**Problem:** Edit the rows from the line with "rectangular window | locate" up to and including the line with "(99, 186), (118, 206)" so that "pixel coords" becomes "pixel coordinates", and leave everything else unchanged.
— START Records shown —
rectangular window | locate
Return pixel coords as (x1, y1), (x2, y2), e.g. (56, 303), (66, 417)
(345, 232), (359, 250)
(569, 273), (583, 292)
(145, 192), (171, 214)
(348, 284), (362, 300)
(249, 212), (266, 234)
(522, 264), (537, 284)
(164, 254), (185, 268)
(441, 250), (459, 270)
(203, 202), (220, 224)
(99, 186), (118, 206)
— END Records shown —
— START Records shown —
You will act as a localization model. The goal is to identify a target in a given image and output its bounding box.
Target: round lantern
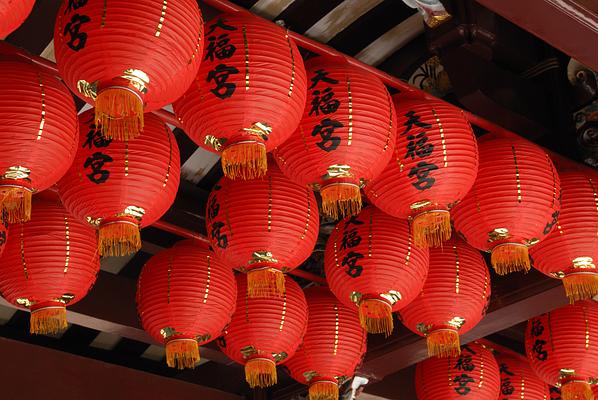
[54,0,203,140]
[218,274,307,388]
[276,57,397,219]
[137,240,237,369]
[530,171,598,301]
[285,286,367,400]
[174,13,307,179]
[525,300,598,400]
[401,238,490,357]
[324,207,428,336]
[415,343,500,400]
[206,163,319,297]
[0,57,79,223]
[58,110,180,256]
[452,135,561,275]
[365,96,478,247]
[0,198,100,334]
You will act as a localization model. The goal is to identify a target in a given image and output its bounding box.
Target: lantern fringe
— END Records shown —
**Solved exercise:**
rectangular window | locate
Return pixel coordinates as (x1, y1), (x2, y2), e.g. (56, 303), (66, 417)
(345, 232), (359, 250)
(569, 273), (583, 292)
(145, 192), (171, 214)
(348, 284), (362, 300)
(249, 212), (266, 234)
(522, 264), (537, 284)
(164, 254), (185, 268)
(441, 250), (459, 270)
(203, 202), (220, 224)
(99, 186), (118, 206)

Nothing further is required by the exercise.